## Pointing and labeling entries:
:::::

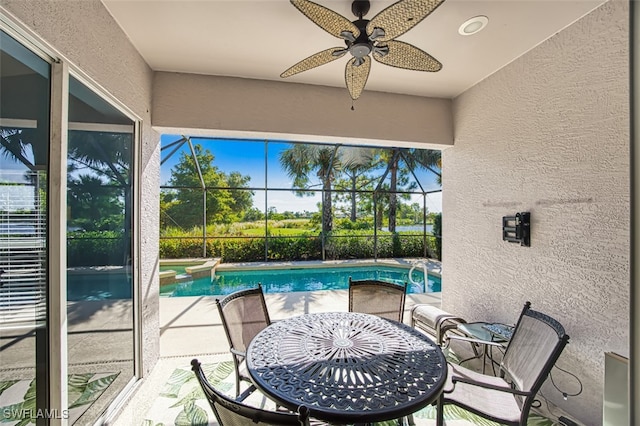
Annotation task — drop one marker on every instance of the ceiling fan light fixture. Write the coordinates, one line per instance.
(473, 25)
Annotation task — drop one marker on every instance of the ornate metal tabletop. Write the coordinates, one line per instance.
(347, 367)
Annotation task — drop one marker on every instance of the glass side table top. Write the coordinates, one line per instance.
(347, 367)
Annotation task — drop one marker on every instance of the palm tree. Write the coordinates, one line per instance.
(300, 160)
(412, 159)
(355, 162)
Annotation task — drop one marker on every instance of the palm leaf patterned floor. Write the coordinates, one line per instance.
(18, 397)
(181, 402)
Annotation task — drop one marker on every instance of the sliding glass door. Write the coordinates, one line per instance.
(79, 324)
(24, 163)
(99, 252)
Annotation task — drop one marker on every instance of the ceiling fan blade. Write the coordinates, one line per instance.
(356, 75)
(315, 60)
(330, 21)
(407, 56)
(400, 17)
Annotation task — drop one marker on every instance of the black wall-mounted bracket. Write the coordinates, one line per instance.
(517, 229)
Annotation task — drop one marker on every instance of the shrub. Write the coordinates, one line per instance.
(96, 248)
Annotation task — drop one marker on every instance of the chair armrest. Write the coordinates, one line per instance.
(486, 386)
(472, 340)
(238, 353)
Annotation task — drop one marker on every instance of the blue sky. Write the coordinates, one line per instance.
(247, 157)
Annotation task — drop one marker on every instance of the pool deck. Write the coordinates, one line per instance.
(192, 326)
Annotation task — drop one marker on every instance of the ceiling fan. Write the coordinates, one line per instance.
(363, 37)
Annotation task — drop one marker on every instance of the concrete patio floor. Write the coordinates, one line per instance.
(192, 326)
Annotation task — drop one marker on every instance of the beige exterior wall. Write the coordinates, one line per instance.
(86, 34)
(548, 134)
(229, 106)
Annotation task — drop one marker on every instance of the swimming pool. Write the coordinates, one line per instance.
(300, 279)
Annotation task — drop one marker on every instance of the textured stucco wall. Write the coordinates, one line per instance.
(297, 111)
(548, 134)
(86, 34)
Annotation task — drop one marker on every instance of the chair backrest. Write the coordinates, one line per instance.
(536, 344)
(244, 314)
(379, 298)
(234, 413)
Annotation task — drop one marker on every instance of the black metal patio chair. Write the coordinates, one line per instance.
(536, 344)
(379, 298)
(230, 412)
(244, 314)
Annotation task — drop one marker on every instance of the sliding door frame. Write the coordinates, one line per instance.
(61, 70)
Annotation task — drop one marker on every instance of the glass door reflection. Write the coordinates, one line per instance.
(24, 162)
(99, 252)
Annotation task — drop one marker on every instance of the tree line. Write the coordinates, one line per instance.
(359, 179)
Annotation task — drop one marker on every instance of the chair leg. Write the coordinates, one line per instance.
(440, 411)
(236, 364)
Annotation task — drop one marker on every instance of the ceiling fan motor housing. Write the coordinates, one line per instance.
(360, 7)
(362, 46)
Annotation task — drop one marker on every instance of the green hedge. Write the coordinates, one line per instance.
(339, 245)
(96, 248)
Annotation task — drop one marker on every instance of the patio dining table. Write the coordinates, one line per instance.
(347, 367)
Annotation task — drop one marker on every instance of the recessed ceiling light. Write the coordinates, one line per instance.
(473, 25)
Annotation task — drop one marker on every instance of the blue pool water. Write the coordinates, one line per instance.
(301, 279)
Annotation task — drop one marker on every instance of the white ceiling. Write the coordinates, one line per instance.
(261, 38)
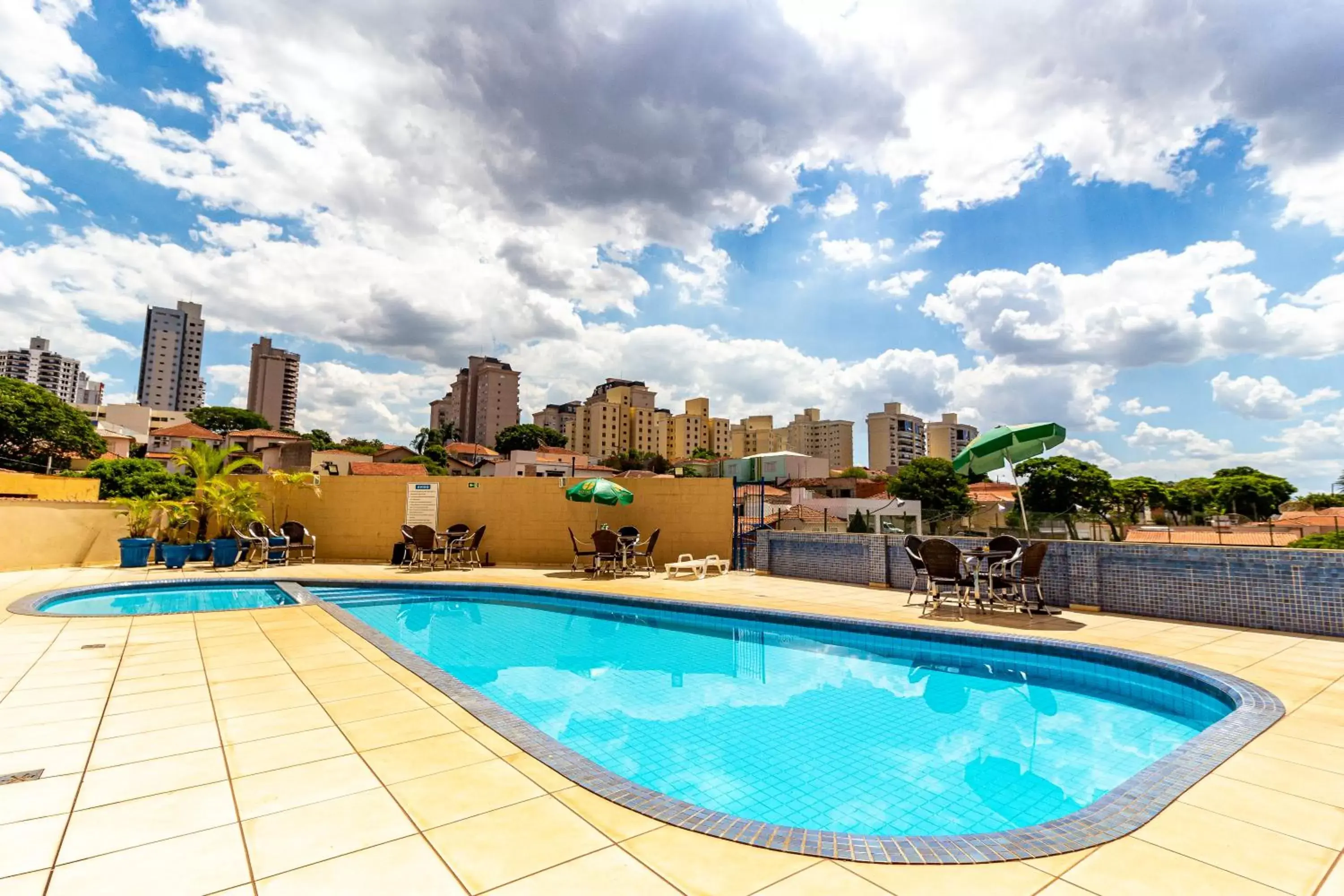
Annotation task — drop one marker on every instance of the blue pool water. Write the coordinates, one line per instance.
(803, 726)
(175, 599)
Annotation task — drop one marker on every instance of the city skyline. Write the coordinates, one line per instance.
(1148, 250)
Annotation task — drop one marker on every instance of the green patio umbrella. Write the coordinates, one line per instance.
(1008, 445)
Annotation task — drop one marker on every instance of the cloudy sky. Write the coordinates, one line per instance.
(1123, 217)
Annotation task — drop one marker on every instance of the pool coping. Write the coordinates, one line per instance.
(1120, 812)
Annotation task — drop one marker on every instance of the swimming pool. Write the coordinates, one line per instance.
(892, 739)
(168, 597)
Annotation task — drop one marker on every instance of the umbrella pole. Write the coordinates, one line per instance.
(1022, 507)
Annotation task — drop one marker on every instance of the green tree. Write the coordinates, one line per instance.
(527, 437)
(228, 420)
(1064, 485)
(35, 425)
(139, 478)
(936, 485)
(1246, 491)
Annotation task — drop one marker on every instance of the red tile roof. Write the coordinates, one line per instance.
(273, 435)
(388, 469)
(189, 432)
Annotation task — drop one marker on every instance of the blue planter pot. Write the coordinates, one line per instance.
(135, 552)
(226, 552)
(175, 555)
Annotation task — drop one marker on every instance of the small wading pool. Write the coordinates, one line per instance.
(893, 743)
(168, 598)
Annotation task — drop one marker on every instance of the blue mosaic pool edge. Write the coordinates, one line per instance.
(34, 603)
(1121, 812)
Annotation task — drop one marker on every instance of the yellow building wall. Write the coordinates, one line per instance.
(60, 534)
(359, 517)
(47, 488)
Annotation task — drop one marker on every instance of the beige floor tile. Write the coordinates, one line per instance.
(272, 724)
(284, 789)
(30, 845)
(256, 757)
(31, 884)
(37, 798)
(612, 820)
(1132, 867)
(425, 757)
(334, 691)
(383, 731)
(132, 823)
(702, 866)
(374, 706)
(539, 771)
(199, 863)
(288, 840)
(152, 745)
(483, 851)
(1285, 813)
(135, 723)
(406, 867)
(995, 879)
(257, 703)
(494, 742)
(824, 879)
(1287, 777)
(460, 793)
(608, 872)
(1261, 855)
(139, 780)
(158, 699)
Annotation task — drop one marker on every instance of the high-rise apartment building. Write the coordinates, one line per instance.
(896, 439)
(948, 439)
(561, 418)
(38, 365)
(273, 383)
(832, 440)
(88, 392)
(170, 358)
(757, 436)
(683, 435)
(482, 402)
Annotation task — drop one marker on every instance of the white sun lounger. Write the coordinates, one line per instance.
(689, 564)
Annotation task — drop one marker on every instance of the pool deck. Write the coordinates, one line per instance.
(276, 751)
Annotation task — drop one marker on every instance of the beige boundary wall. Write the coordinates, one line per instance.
(47, 488)
(58, 534)
(359, 517)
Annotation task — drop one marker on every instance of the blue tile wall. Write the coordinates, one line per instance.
(1277, 589)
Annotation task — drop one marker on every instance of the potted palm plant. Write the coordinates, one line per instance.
(234, 505)
(142, 515)
(178, 517)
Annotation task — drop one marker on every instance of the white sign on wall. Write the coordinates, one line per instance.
(422, 504)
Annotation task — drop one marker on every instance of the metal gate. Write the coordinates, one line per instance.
(749, 517)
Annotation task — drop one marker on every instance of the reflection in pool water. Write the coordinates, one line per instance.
(804, 726)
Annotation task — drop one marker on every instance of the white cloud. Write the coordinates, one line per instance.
(900, 284)
(1264, 398)
(842, 202)
(929, 240)
(1136, 408)
(179, 99)
(1185, 444)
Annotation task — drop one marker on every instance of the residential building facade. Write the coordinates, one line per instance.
(170, 358)
(42, 367)
(482, 402)
(948, 439)
(273, 383)
(896, 439)
(815, 437)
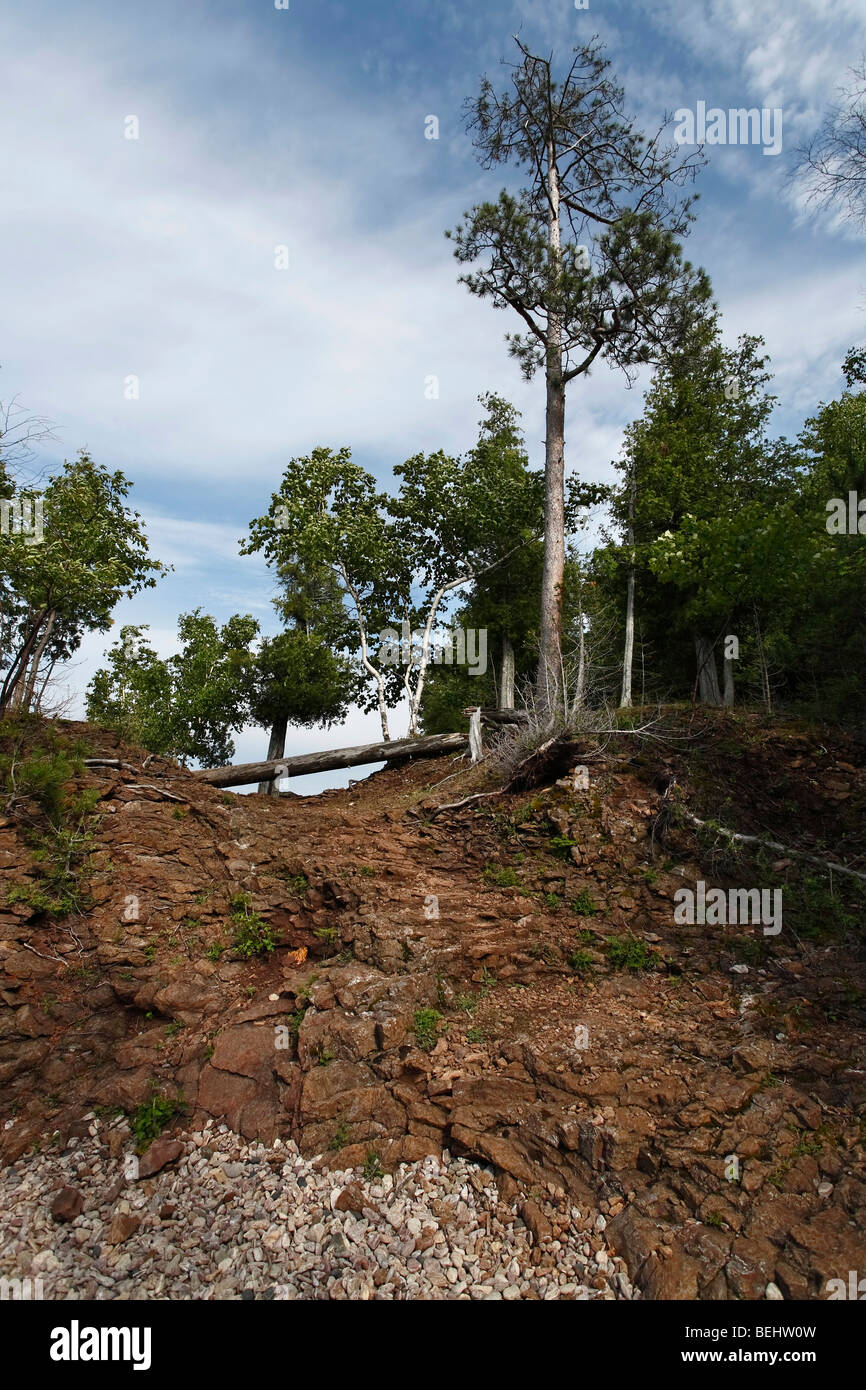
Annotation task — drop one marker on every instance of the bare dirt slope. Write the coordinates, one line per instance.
(505, 979)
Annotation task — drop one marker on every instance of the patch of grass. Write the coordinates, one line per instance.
(252, 934)
(152, 1116)
(426, 1022)
(806, 1143)
(628, 952)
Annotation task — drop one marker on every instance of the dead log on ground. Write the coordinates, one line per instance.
(332, 759)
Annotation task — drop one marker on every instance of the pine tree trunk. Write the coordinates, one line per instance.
(275, 749)
(729, 681)
(628, 648)
(549, 688)
(506, 688)
(708, 676)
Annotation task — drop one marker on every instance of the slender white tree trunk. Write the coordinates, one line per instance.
(414, 704)
(549, 687)
(581, 660)
(762, 658)
(31, 680)
(366, 662)
(506, 690)
(628, 648)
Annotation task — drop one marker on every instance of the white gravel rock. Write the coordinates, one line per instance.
(237, 1221)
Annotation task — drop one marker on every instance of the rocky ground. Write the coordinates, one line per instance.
(503, 980)
(230, 1219)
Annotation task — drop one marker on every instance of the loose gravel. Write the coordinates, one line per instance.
(232, 1219)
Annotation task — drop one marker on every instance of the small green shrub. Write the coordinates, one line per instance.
(630, 954)
(426, 1023)
(152, 1118)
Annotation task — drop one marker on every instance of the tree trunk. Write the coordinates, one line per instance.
(708, 676)
(628, 648)
(549, 688)
(762, 658)
(31, 680)
(506, 688)
(242, 774)
(20, 662)
(275, 749)
(729, 681)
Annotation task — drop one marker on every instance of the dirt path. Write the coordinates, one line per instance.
(505, 980)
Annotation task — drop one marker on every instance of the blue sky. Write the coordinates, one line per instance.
(305, 127)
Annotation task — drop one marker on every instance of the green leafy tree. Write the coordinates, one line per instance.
(698, 462)
(63, 583)
(189, 704)
(330, 516)
(305, 676)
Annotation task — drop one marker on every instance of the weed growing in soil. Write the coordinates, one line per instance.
(630, 954)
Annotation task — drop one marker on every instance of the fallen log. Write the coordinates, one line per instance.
(498, 716)
(332, 759)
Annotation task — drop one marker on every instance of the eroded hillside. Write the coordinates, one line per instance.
(370, 975)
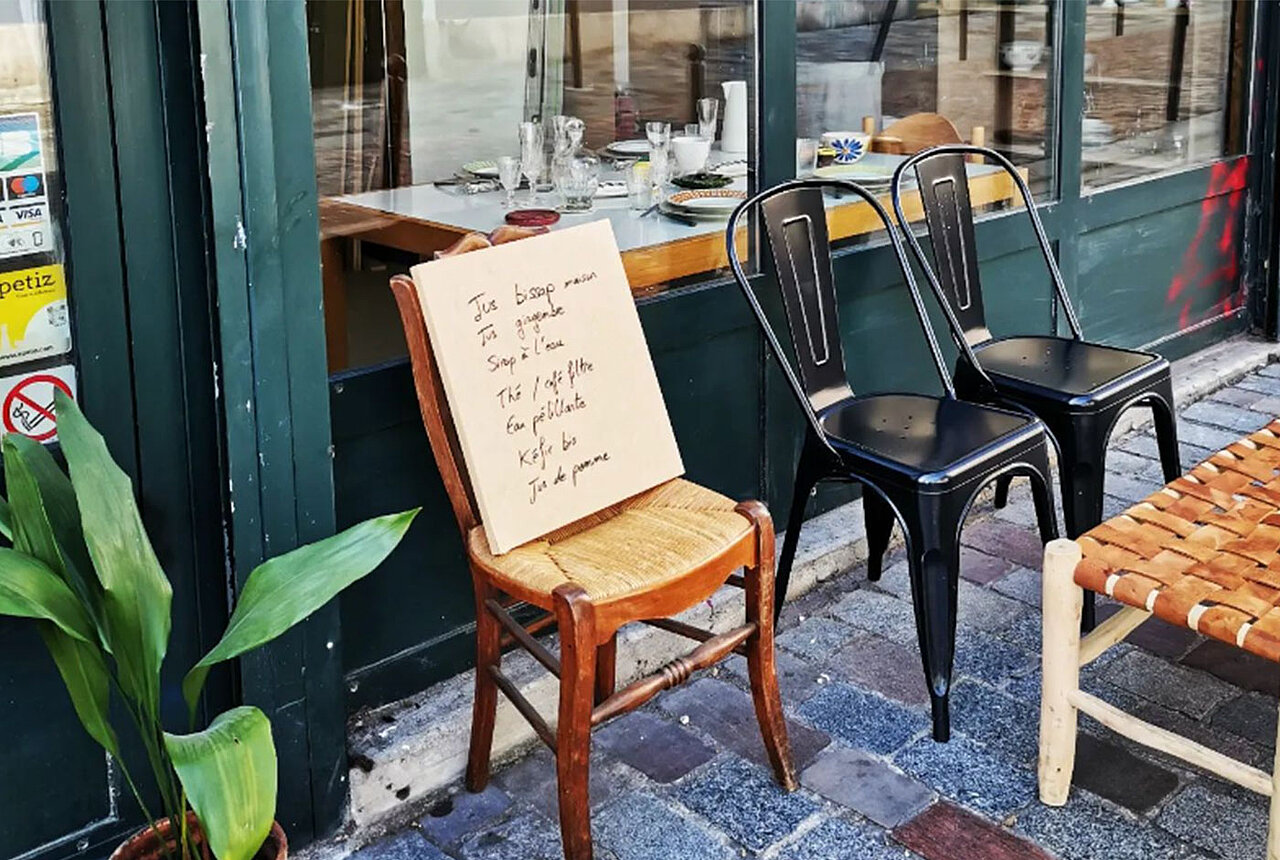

:::::

## Problem statement:
Collect every line of the records above that contains the string "shrub", copying each one in full. Case counts.

## Answer:
Annotation task — drop one marker on every instance of the shrub. Write the coordinates, one line per instance.
Annotation task — drop one marker on every instance of the small green shrub. Write the coordinates, one line per instance.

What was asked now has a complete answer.